* What is needed: Report each line of the data that includes the word "head".

Items from a dataset
--*--

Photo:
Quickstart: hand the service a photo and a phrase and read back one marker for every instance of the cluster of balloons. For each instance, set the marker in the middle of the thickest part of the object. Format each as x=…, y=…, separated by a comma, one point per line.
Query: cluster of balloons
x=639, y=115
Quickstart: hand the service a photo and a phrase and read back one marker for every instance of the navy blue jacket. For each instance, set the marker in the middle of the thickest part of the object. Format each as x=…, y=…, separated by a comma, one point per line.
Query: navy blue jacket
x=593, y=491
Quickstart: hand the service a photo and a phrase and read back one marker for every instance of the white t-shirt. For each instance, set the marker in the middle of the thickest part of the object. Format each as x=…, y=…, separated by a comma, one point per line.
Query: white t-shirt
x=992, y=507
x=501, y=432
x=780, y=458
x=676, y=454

--*--

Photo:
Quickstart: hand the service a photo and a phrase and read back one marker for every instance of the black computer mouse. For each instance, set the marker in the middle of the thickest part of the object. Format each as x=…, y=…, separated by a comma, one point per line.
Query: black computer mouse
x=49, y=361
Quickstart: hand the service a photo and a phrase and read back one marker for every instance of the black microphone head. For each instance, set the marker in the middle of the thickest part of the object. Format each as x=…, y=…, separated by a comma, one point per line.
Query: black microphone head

--*--

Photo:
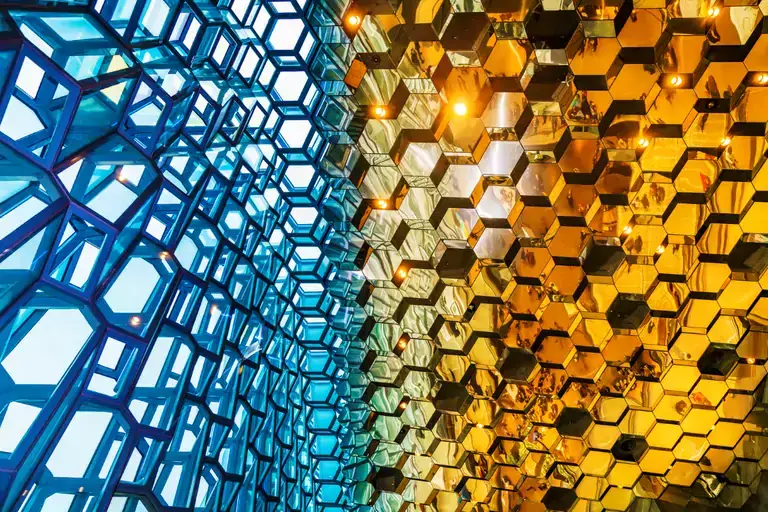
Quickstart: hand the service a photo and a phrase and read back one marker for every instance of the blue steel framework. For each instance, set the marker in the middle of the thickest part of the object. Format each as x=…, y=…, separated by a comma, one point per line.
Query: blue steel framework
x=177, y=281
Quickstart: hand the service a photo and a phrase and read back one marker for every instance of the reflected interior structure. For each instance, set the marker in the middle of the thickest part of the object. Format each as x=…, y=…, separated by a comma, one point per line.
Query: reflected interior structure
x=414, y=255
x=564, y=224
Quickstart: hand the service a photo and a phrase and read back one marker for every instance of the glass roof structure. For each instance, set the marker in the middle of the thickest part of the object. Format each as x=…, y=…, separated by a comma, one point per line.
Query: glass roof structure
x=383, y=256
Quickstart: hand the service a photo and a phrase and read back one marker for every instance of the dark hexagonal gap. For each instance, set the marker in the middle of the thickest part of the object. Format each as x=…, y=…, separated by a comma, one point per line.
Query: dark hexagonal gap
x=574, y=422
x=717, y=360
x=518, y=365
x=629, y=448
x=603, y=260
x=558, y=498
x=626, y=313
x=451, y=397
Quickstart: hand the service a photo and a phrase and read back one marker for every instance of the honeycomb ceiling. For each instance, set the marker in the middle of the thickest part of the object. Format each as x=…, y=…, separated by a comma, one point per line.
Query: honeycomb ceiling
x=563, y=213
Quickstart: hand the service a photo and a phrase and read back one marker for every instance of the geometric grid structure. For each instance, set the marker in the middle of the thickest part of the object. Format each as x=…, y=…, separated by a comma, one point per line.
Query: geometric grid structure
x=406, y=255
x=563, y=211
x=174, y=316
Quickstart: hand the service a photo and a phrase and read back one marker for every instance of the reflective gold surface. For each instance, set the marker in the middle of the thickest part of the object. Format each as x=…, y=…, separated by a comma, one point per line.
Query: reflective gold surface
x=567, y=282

--*--

* Exercise solution:
Quickstart: hand the service a photo and a phrase and read back one marker for every instance of the black microphone head. For each instance, set the marker in the middle of the thickest part of the object. Format each as x=…, y=…, separated by a comma, one point per line.
Query: black microphone head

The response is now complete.